> **INSTRUCTIONS TO FOLLOW**: Arrange the data below as a Markdown table with the columns "Row" and "Content", numbering each nonblank line in order and skipping blank lines. Leave the pictures out of the table.

> **EXTRACTED INFORMATION**:
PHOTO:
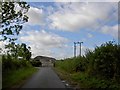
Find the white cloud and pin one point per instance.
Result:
(111, 30)
(43, 43)
(75, 16)
(36, 16)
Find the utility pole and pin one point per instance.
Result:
(74, 49)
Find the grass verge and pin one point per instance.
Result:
(16, 77)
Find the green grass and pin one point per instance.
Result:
(82, 80)
(17, 77)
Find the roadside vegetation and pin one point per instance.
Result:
(16, 56)
(99, 68)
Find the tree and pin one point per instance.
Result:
(19, 50)
(13, 16)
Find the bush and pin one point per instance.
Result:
(36, 63)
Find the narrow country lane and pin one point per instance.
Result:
(44, 78)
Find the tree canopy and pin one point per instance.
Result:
(13, 15)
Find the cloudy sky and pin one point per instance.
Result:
(54, 26)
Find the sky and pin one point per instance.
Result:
(53, 27)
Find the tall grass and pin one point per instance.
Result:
(102, 65)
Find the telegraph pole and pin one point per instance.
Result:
(80, 47)
(75, 48)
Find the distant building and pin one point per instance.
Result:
(46, 61)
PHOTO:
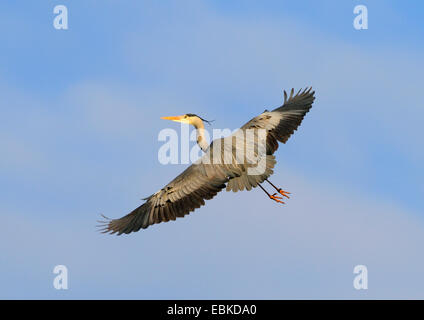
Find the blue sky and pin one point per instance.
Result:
(80, 115)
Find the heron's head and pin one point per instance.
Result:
(188, 118)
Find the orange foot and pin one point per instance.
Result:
(284, 193)
(276, 198)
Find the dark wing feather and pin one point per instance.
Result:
(184, 194)
(283, 121)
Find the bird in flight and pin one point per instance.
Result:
(221, 165)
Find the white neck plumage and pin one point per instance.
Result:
(200, 131)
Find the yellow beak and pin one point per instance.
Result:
(176, 119)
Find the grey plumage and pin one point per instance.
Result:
(202, 181)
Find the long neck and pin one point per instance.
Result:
(201, 139)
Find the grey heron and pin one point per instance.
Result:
(206, 177)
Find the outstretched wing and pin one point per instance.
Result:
(188, 191)
(283, 121)
(279, 125)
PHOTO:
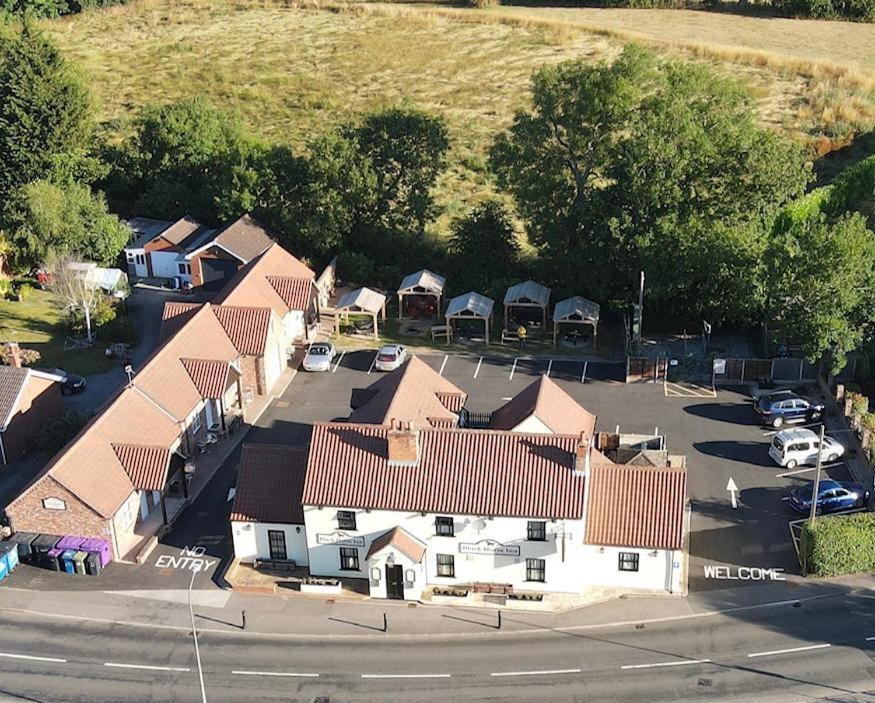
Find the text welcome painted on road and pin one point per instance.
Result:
(743, 573)
(190, 558)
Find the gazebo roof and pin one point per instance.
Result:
(362, 298)
(576, 309)
(425, 279)
(527, 292)
(471, 305)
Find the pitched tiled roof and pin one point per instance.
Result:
(250, 285)
(269, 484)
(145, 466)
(413, 393)
(550, 404)
(296, 292)
(400, 539)
(246, 327)
(209, 377)
(636, 506)
(459, 472)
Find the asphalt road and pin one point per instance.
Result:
(782, 655)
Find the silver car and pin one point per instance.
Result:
(319, 356)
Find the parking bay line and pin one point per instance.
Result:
(789, 651)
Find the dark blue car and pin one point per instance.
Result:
(831, 497)
(783, 407)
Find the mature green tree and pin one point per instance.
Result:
(407, 149)
(187, 157)
(484, 248)
(821, 283)
(46, 219)
(45, 112)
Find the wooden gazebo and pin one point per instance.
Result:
(361, 300)
(576, 310)
(471, 306)
(527, 295)
(421, 283)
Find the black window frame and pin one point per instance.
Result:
(629, 562)
(535, 567)
(444, 526)
(449, 560)
(273, 548)
(349, 517)
(539, 534)
(350, 560)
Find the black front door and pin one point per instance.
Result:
(394, 582)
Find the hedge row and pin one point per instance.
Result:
(843, 544)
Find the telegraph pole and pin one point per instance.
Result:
(816, 487)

> **EXPECTED ANSWER**:
| Row | Content |
|---|---|
| 1 | PHOTO: |
| 2 | Find the white cloud and pin one point per instance. |
| 3 | Result: |
| 4 | (111, 30) |
| 5 | (43, 43) |
| 6 | (75, 16) |
| 7 | (36, 16) |
| 8 | Find the utility pole and pin one point per instance. |
| 9 | Result: |
| 10 | (74, 49) |
| 11 | Find the grass verge and pin one point per instance. |
| 12 | Result: |
| 13 | (16, 77) |
| 14 | Find the green grass and pin one point per instance. |
| 15 | Result: |
| 16 | (82, 80) |
| 17 | (17, 77) |
| 18 | Find the roadside vegetation and pin one point per instance. |
| 19 | Result: |
| 20 | (16, 56) |
| 21 | (99, 68) |
| 22 | Find the tree and pin one point per instance. |
| 23 | Result: |
| 24 | (19, 50) |
| 25 | (13, 16) |
| 26 | Find the bush and pin one point per instance. |
| 27 | Result: |
| 28 | (36, 63) |
| 29 | Find the narrow country lane and pin one point per instance. |
| 30 | Result: |
| 31 | (44, 78) |
| 32 | Find the tree canopy and pin one point per instance. |
| 33 | Result: |
| 34 | (13, 15) |
| 35 | Find the cloudy sky and pin one point per instance. |
| 36 | Result: |
| 37 | (54, 26) |
| 38 | Find the sky and pin one point per instance. |
| 39 | Result: |
| 40 | (53, 27) |
| 41 | Find the tall grass and pin one point per instance. |
| 42 | Result: |
| 43 | (102, 65) |
| 44 | Find the telegraph pole and pin one point per instance. |
| 45 | Result: |
| 46 | (80, 47) |
| 47 | (75, 48) |
| 48 | Find the distant building and pin one point per instance. |
| 49 | Result: |
| 50 | (46, 61) |
| 51 | PHOTO: |
| 52 | Find the blue sky and pin one point per instance. |
| 53 | Result: |
| 54 | (80, 115) |
| 55 | Find the heron's head and pin one point per instance. |
| 56 | Result: |
| 57 | (188, 118) |
| 58 | Find the orange foot and pin one point per instance. |
| 59 | Result: |
| 60 | (284, 193) |
| 61 | (276, 198) |
| 62 | Find the dark wing feather and pin one point per instance. |
| 63 | Result: |
| 64 | (184, 194) |
| 65 | (283, 121) |
| 66 | Find the bird in flight and pin one point per instance. |
| 67 | Result: |
| 68 | (221, 165) |
| 69 | Find the white neck plumage and pin one point per instance. |
| 70 | Result: |
| 71 | (200, 131) |
| 72 | Find the yellow beak and pin one point per instance. |
| 73 | Result: |
| 74 | (176, 119) |
| 75 | Find the grey plumage and pin one point per instance. |
| 76 | Result: |
| 77 | (202, 181) |
| 78 | Find the long neck and pin one point per instance. |
| 79 | Result: |
| 80 | (201, 139) |
| 81 | Find the grey heron and pin one point per instance. |
| 82 | Result: |
| 83 | (206, 177) |
| 84 | Find the outstretched wing and pin one point per instance. |
| 85 | Result: |
| 86 | (188, 191) |
| 87 | (283, 121) |
| 88 | (279, 125) |
| 89 | PHOTO: |
| 90 | Find the text welcome painted on road and pin one point per instance. |
| 91 | Result: |
| 92 | (743, 573) |
| 93 | (190, 558) |
| 94 | Find the gazebo roof and pin one point per instance. |
| 95 | Result: |
| 96 | (362, 298) |
| 97 | (576, 309) |
| 98 | (425, 279) |
| 99 | (527, 292) |
| 100 | (471, 305) |
| 101 | Find the pitched tiled roof and pin one point per instance. |
| 102 | Result: |
| 103 | (250, 285) |
| 104 | (269, 484) |
| 105 | (145, 466) |
| 106 | (413, 393) |
| 107 | (550, 404) |
| 108 | (296, 292) |
| 109 | (400, 539) |
| 110 | (246, 327) |
| 111 | (209, 377) |
| 112 | (636, 506) |
| 113 | (459, 472) |
| 114 | Find the asphalt road and pin one point per instance. |
| 115 | Result: |
| 116 | (782, 655) |
| 117 | Find the silver car and pin one point per instance. |
| 118 | Result: |
| 119 | (319, 356) |
| 120 | Find the parking bay line and pin one point per instance. |
| 121 | Result: |
| 122 | (789, 651) |
| 123 | Find the dark blue car and pin one point per instance. |
| 124 | Result: |
| 125 | (831, 497) |
| 126 | (783, 407) |
| 127 | Find the mature green tree and pin one point per instance. |
| 128 | Result: |
| 129 | (407, 149) |
| 130 | (187, 157) |
| 131 | (484, 248) |
| 132 | (821, 283) |
| 133 | (46, 219) |
| 134 | (45, 112) |
| 135 | Find the wooden gazebo and pin one point per instance. |
| 136 | Result: |
| 137 | (361, 300) |
| 138 | (576, 310) |
| 139 | (471, 306) |
| 140 | (527, 295) |
| 141 | (421, 283) |
| 142 | Find the black window frame and pin one point per instance. |
| 143 | Result: |
| 144 | (629, 562) |
| 145 | (535, 567) |
| 146 | (444, 526) |
| 147 | (449, 560) |
| 148 | (273, 548) |
| 149 | (349, 517) |
| 150 | (539, 534) |
| 151 | (350, 560) |
| 152 | Find the black front door and pin one point per instance. |
| 153 | Result: |
| 154 | (394, 582) |
| 155 | Find the hedge row and pin one point per instance. |
| 156 | Result: |
| 157 | (843, 544) |
| 158 | Find the telegraph pole and pin one point per instance. |
| 159 | Result: |
| 160 | (816, 487) |